**Short problem**.
Please arrange every line of text in the records below as a JSON list of strings, one string per line, skipping blank lines and leaving the pictures out.

**Dataset rows**.

"""

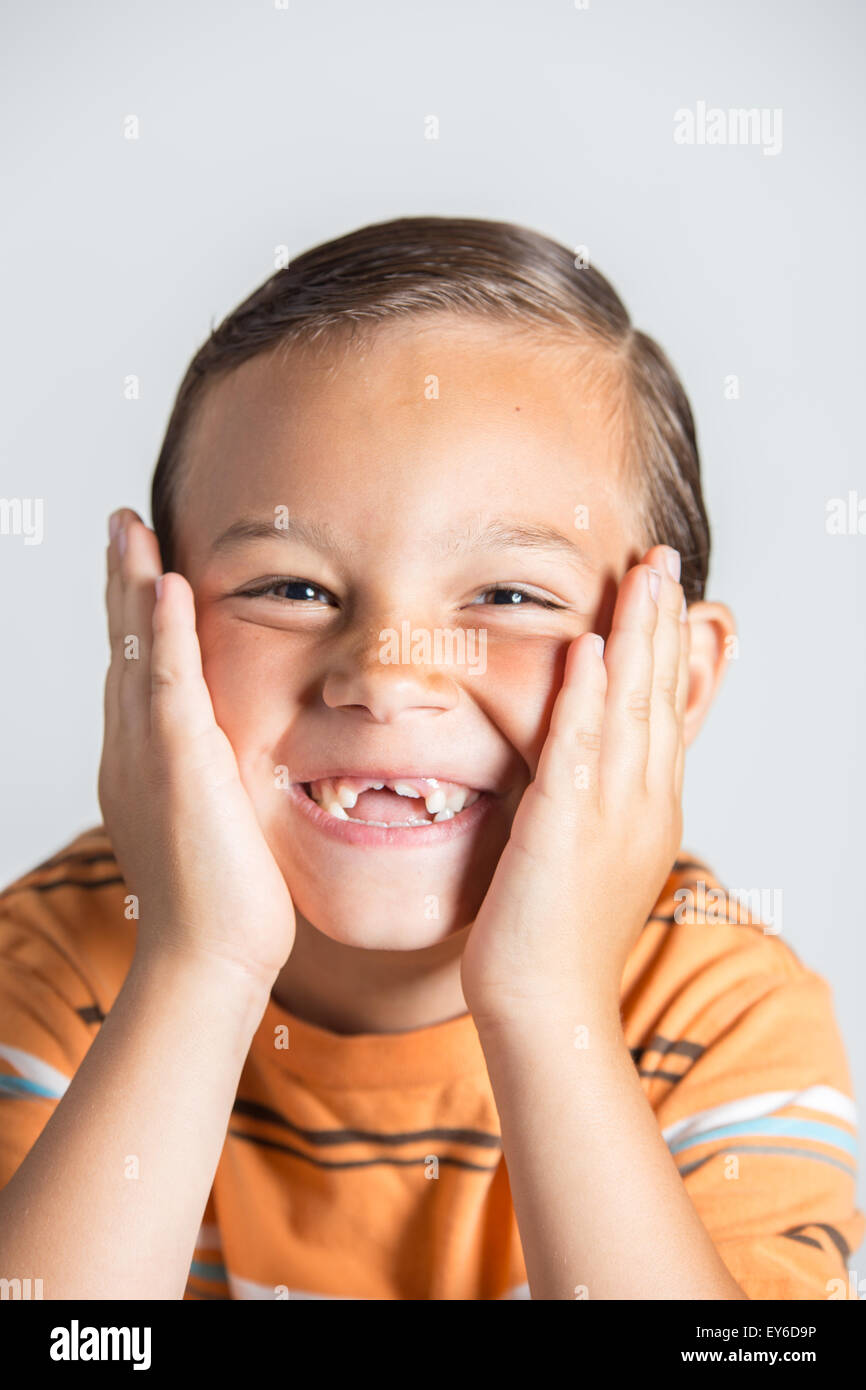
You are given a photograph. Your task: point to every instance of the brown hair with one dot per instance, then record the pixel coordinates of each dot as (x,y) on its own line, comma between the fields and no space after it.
(491,270)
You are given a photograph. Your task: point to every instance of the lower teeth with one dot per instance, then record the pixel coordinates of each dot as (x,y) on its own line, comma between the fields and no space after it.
(339,813)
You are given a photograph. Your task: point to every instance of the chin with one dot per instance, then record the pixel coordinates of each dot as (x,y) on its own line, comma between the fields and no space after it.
(385,920)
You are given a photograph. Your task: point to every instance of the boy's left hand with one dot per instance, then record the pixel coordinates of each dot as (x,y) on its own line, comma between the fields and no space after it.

"""

**Written solution**.
[
  "You are given a photograph. Your task: point to every instance of the brown hair with one dot per instance, then record the pixel coordinates of each dot as (x,y) on its own line, comma between the fields and no space after it.",
  "(491,270)",
  "You are given a photograph. Your task: point to every instance of the lower teeth with one dot per instance, then record the pixel coordinates of each dot as (x,y) on its own line, comma between the fields and no space after it.",
  "(339,813)",
  "You are given a photograph. Your task: point to every instance of the chin with one dot per instance, then record the pixel coordinates of each dot as (x,y) on its own line, comma between the fields and no space after it.",
  "(385,920)",
  "You are given a photograph. Your task: point to every instance of the boy's left hand with one dot per instance, then record the pixel coordinates of each dot as (x,y) on its own line, comma between the fields and no space after it."
]